=== Begin Enclosure ===

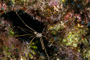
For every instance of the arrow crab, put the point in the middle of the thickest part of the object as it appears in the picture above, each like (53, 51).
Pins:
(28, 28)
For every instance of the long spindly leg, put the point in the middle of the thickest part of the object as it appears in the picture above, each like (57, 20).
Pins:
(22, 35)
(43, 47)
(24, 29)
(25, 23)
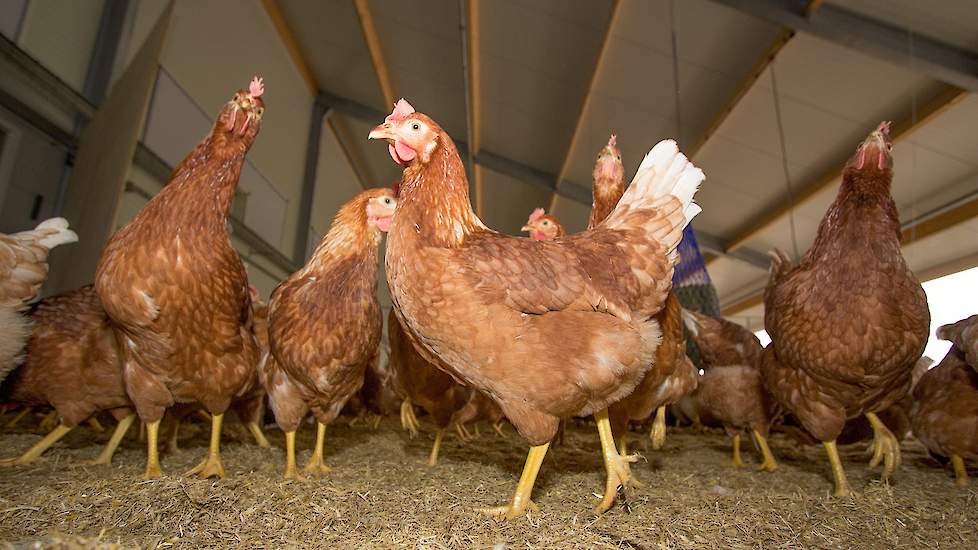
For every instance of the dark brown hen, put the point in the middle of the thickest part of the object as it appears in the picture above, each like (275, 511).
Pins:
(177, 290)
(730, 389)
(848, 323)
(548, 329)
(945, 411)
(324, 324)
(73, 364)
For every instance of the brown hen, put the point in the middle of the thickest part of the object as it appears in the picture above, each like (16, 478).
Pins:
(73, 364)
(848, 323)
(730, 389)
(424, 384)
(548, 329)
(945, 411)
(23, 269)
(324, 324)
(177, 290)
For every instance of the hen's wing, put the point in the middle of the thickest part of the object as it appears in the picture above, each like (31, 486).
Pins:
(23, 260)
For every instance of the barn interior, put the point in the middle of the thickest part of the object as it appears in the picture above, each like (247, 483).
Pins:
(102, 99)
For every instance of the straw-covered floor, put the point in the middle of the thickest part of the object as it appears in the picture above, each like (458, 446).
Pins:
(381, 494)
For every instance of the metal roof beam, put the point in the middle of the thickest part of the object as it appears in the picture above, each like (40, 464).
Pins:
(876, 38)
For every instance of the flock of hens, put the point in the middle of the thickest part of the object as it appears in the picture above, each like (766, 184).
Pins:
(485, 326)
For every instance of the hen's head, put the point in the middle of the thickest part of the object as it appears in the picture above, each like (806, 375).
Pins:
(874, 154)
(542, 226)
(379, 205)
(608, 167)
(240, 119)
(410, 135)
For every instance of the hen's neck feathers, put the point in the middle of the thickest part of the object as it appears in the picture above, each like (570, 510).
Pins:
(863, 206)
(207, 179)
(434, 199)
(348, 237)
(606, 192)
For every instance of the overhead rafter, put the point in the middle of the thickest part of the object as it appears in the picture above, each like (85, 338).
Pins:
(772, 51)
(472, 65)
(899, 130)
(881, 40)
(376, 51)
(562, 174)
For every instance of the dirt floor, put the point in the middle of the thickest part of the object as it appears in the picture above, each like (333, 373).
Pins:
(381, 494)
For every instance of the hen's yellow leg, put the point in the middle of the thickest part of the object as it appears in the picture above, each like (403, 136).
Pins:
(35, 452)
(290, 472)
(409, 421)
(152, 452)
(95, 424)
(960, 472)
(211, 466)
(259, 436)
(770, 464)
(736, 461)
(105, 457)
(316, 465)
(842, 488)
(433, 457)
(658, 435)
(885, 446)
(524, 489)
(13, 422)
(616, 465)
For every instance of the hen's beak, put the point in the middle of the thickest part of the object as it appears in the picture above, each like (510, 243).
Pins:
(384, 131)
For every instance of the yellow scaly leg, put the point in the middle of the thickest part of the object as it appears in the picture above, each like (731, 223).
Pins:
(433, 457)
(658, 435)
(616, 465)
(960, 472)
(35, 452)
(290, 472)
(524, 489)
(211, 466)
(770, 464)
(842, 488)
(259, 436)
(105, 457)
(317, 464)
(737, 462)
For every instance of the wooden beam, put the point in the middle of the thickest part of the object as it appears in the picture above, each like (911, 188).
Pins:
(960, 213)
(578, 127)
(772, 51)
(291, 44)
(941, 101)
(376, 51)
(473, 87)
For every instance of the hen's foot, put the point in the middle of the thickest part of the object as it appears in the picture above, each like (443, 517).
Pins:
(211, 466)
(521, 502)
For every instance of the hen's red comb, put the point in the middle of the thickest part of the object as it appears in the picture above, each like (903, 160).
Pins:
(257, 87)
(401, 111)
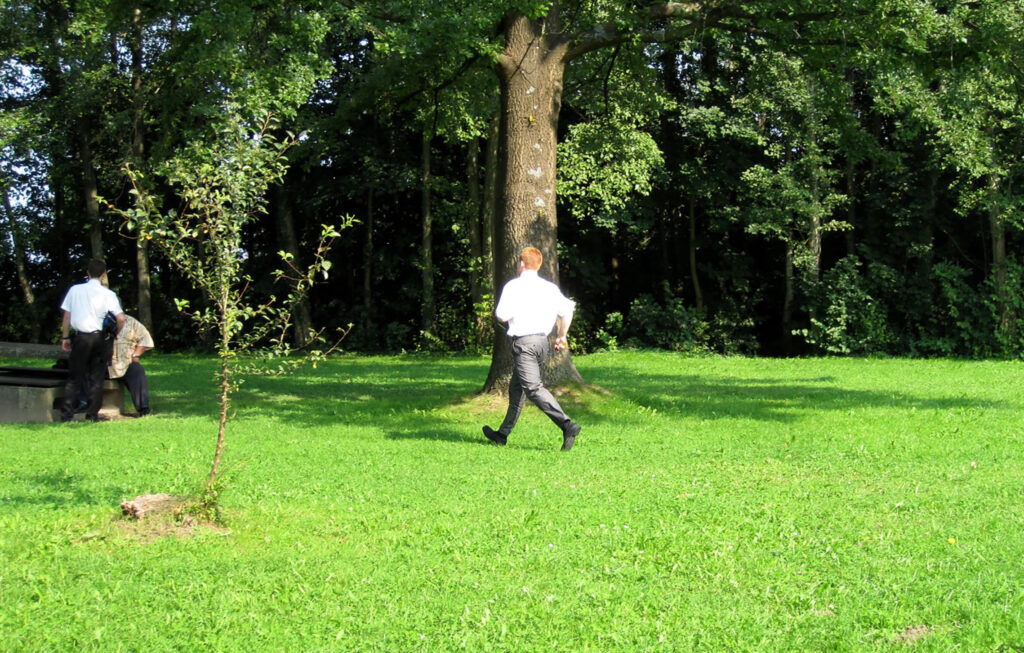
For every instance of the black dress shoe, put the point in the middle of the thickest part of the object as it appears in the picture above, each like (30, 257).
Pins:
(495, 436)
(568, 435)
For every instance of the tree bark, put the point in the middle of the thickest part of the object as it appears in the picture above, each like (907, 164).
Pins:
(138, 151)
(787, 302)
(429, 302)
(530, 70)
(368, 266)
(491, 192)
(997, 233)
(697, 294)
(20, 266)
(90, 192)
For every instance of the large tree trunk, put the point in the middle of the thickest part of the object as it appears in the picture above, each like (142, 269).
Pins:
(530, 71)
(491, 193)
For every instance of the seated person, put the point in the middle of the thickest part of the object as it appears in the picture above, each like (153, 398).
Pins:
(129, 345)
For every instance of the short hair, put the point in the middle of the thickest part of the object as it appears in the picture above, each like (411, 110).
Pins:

=== End Enclosure ===

• _What you are asked to do_: All of the records above are to be written out exactly, minus their images.

• _Final answer_:
For every instance of the arrow crab, put the point in the middle of the thickest part of the object as it appears in the picture above, each like (53, 51).
Pins:
(28, 28)
For every instance of the long spindly leg, put the point in the middle of the thickest part of the object as it appears in the picture above, each like (57, 20).
Pins:
(22, 35)
(43, 47)
(24, 29)
(25, 23)
For every instance of the dark brown hen, put the point in the middle of the thickest part of the object as it appears in the picture above, each like (275, 511).
Pins:
(177, 290)
(730, 389)
(848, 323)
(548, 329)
(945, 411)
(324, 324)
(73, 364)
For every instance of the brown hen, put the point in the middle of the thickest part of the object as it appears in the picture above, each like (16, 478).
Pins:
(73, 364)
(848, 323)
(730, 389)
(424, 384)
(548, 329)
(945, 411)
(23, 269)
(324, 324)
(177, 290)
For every instance of the hen's wing, put the point in the middle of the thickest part of the object as it appears in the picture above, each like (31, 486).
Pins:
(23, 260)
For every instance of the barn interior, put the point in the middle of the thickest part of the object as it appears in the picture above, each like (247, 483).
Pins:
(102, 99)
For every instance of the straw-covered floor, put the point in the middle of the thickest part of the object as it appears in the picture above, each like (458, 446).
Pins:
(381, 494)
For every instance of the metal roof beam, put the point in the middle of the thickest part of the object as it appears in the picture above, each like (40, 464).
Pins:
(876, 38)
For every instance of the flock of hens, put the point in the middle of the thickest part of the object as it appears in the picture above, each like (766, 184).
Pins:
(485, 326)
For every instance of the hen's head, put the point in the middle of the thickest part of the object as it appears in the picture above, each like (806, 375).
Pins:
(874, 154)
(542, 226)
(379, 205)
(608, 167)
(240, 119)
(410, 135)
For every instance of the hen's neck feathers, put the point in the middle of the thickest part of the object as it appears in the picture above, each like (570, 510).
Pins:
(863, 206)
(207, 179)
(434, 199)
(348, 237)
(606, 192)
For every instance of the overhead rafter, put the point in the middle of the thickest part of the object as it appears in the picture above, each like (85, 338).
Pins:
(772, 51)
(472, 65)
(899, 130)
(881, 40)
(376, 51)
(562, 174)
For every instance of the dirt floor, put the point in the middle of the thickest part of the object as it appears in the picture above, each like (333, 373).
Pins:
(381, 494)
For every instance of the hen's yellow leg, put the point in the middle of the thickest part of the object as it appears in the picture above, each like (403, 136).
Pins:
(35, 452)
(290, 472)
(409, 421)
(152, 452)
(95, 424)
(960, 472)
(211, 466)
(259, 436)
(770, 464)
(736, 461)
(105, 457)
(316, 465)
(842, 488)
(433, 457)
(658, 435)
(885, 446)
(524, 489)
(13, 422)
(616, 465)
For every instance of the hen's beak, put the point in the middle of the thickest part of the object as it appears in the picture above, each like (510, 243).
Pins:
(384, 131)
For every instance of the yellow scaly leg, put the point in the middle of the thickest part of the object as it appears in the picture above, each like (731, 223).
Pins:
(433, 457)
(658, 435)
(616, 465)
(960, 472)
(35, 452)
(290, 472)
(524, 489)
(211, 466)
(770, 464)
(842, 488)
(259, 436)
(105, 457)
(317, 464)
(737, 462)
For every instance of the wooden beam, put the point in the middle of the thickest part of the object as it appears in the picture above, each like (911, 188).
Pins:
(960, 213)
(578, 127)
(772, 51)
(291, 44)
(941, 101)
(376, 51)
(473, 87)
For every instance of the hen's foot, put the point in the middle of the thickest part of the object as it appears in the picture above, each like (443, 517).
Pins:
(211, 466)
(521, 502)
For every instance of the hen's red comb, put the point in the middle of the thickest part of the object as it appears in the picture above, each like (903, 160).
Pins:
(257, 87)
(401, 111)
For every instance of the black dress shoe, put the point in the middle of the thickest part of the object as it appears in the picture above, each like (30, 257).
Pins:
(495, 436)
(568, 435)
For every instance of the tree bark, put the point in the middle of the thickest part of the object as it appears in the picture above, each like (907, 164).
Pins:
(138, 151)
(787, 302)
(429, 302)
(530, 70)
(368, 266)
(491, 192)
(997, 233)
(697, 294)
(20, 266)
(90, 192)
For every instance of the large tree trunk, put the point in the middle of the thickest part of the object as it appears in the picture above, each like (142, 269).
Pins:
(530, 71)
(491, 193)
For every instance of the seated person, put the point in the middle of the thickest part of the object as it appears in the picture above, each like (153, 398).
Pins:
(129, 345)
For every instance of the short hair, put the point in the middle of the thickest part of the object as it appears in the picture above, each like (411, 110).
Pins:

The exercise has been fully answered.